_Selected passage:_
────────────────────

There is a new volunteer at the Douglas County Public Library. Trace, a 4 ½ year old black Labrador therapy dog is all ears when first to third graders read to him from a book that is special to them.
A third grade student, Riley McHenry, had chosen “Gus the Greedy Puppy” by Jenny Dale for her reading session with Trace. Riley and Trace made themselves comfortable in an oversized chair at the library, and Riley read to Trace with animation and confidence.
Trace’s trainer, Terry Lynn Cuyler, had to give Trace subtle hand signals from time to time to keep him focused on the story.
Trace needs time to get used to each child, but within a few minutes he positioned his head in Riley’s lap, and was listening contentedly to Riley’s enthusiastic reading.
After about 15 minutes of listening Trace needed a break like any other 4 1/2 year old. “He really enjoyed that,” Cuyler said.
Riley loved it. ”I love animals, and I like to read books,” she said. She also loves horses, playing violin, skiing, and drawing.
Riley’s parents, Kelli and Billy McHenry and her younger sister Ansley, were also at the library.
Both McHenry’s are teachers and they visit the library at least every other week. “When Riley saw the notice about reading to the dog, she wanted to sign up right away,” Kelli said. Riley was even willing to give her horseback riding a miss for the opportunity to read her favorite book to Trace. Kelli said, “We really appreciate them offering this service.”
A second grader called Antony Pacurar also had a turn with Trace. He also read a story about a dog, “Ribsy” by Beverly Cleary. “He loves to read,” said his mother Lavinia Pacurar.

────────────────────

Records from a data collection

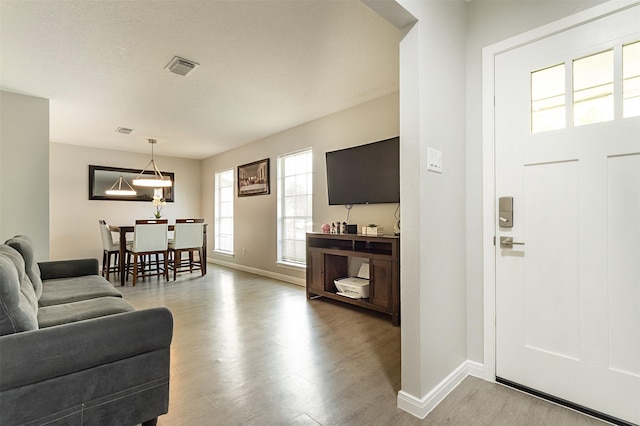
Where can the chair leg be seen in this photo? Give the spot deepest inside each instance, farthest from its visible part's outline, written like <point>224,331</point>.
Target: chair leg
<point>200,260</point>
<point>166,265</point>
<point>135,268</point>
<point>104,261</point>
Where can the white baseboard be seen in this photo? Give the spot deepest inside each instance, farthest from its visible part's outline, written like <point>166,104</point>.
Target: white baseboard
<point>262,272</point>
<point>420,407</point>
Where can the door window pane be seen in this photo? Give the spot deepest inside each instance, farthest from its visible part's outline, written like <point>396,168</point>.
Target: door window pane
<point>593,89</point>
<point>548,99</point>
<point>631,80</point>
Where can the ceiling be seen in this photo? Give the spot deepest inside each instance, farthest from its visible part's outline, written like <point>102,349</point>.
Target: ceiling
<point>265,66</point>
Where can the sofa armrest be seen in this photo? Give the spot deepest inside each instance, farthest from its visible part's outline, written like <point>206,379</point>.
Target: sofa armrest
<point>34,356</point>
<point>68,268</point>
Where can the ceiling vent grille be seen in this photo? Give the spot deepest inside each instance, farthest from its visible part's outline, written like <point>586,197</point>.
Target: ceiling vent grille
<point>124,130</point>
<point>181,66</point>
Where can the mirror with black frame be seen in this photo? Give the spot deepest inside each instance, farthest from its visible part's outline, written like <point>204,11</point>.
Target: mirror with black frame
<point>103,179</point>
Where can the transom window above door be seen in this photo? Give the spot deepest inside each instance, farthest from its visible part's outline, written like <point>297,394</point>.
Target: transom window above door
<point>599,82</point>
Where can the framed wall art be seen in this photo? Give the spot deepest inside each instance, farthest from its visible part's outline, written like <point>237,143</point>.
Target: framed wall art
<point>253,178</point>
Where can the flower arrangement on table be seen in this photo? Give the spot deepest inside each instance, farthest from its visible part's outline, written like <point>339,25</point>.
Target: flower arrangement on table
<point>158,204</point>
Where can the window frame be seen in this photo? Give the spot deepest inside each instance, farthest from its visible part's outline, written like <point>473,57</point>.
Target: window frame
<point>217,212</point>
<point>282,259</point>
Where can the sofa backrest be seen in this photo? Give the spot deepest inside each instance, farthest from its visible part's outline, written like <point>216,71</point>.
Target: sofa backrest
<point>18,301</point>
<point>24,245</point>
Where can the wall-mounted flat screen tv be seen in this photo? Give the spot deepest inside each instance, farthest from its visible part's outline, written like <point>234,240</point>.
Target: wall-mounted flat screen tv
<point>365,174</point>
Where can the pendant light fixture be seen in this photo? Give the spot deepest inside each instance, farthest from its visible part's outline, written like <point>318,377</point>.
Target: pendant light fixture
<point>119,190</point>
<point>157,181</point>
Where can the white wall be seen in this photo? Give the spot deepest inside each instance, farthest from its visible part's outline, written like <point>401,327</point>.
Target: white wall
<point>74,218</point>
<point>24,169</point>
<point>255,217</point>
<point>433,263</point>
<point>489,22</point>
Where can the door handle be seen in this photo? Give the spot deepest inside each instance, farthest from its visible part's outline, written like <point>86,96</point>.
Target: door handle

────────────────────

_Problems to work on:_
1 > In the article about the library's therapy dog, which book did Antony Pacurar read to Trace?
2 > Render this sentence from the article about the library's therapy dog in Spanish: "Trace needs time to get used to each child, but within a few minutes he positioned his head in Riley’s lap, and was listening contentedly to Riley’s enthusiastic reading."
3 > Write the next part of the article about the library's therapy dog, continuing from its final sentence.

_Task responses:_
1 > "Ribsy" by Beverly Cleary.

2 > Trace necesita tiempo para acostumbrarse a cada niño, pero en pocos minutos apoyó la cabeza en el regazo de Riley y escuchaba satisfecho la entusiasta lectura de Riley.

3 >
Anthony was the lucky winner of a Kindle at the end of the library summer program, because he read so many books. According to his mother he has been reading from the age of three.
Cuyler, Trace’s handler, invited children at all levels of reading to sign up for a reading session with Trace. They can bring their own books, choose one from the library, or select one from Cuylers collection.
Cuyler who is a trainer and former teacher wants to bring Trace to area schools so children can read to him. Trace is a therapy dog, trained through Reading Education Assistance Dogs. Cuyler volunteers her time, materials and the program is at no cost to the library.
What the children enjoy the most is that Trace will not correct them. He will just lie there and listen.
Library Director Linda Deacy said, “We are just delighted that Terry wants to bring her program in here. It really makes a difference in attitude for kids toward reading to have a nonjudgmental listener. This is outside the classroom, no one is correcting them, or interrupting. Trace just listens, and lets them work through the story.”
The parents of a child who wants to read to Trace, have to register the child at the library and they must complete a permission slip before their child can participate. The slips are available at the library, and on the library’s website on the Youth Services page. These reading sessions with Trace will happen every Saturday in October.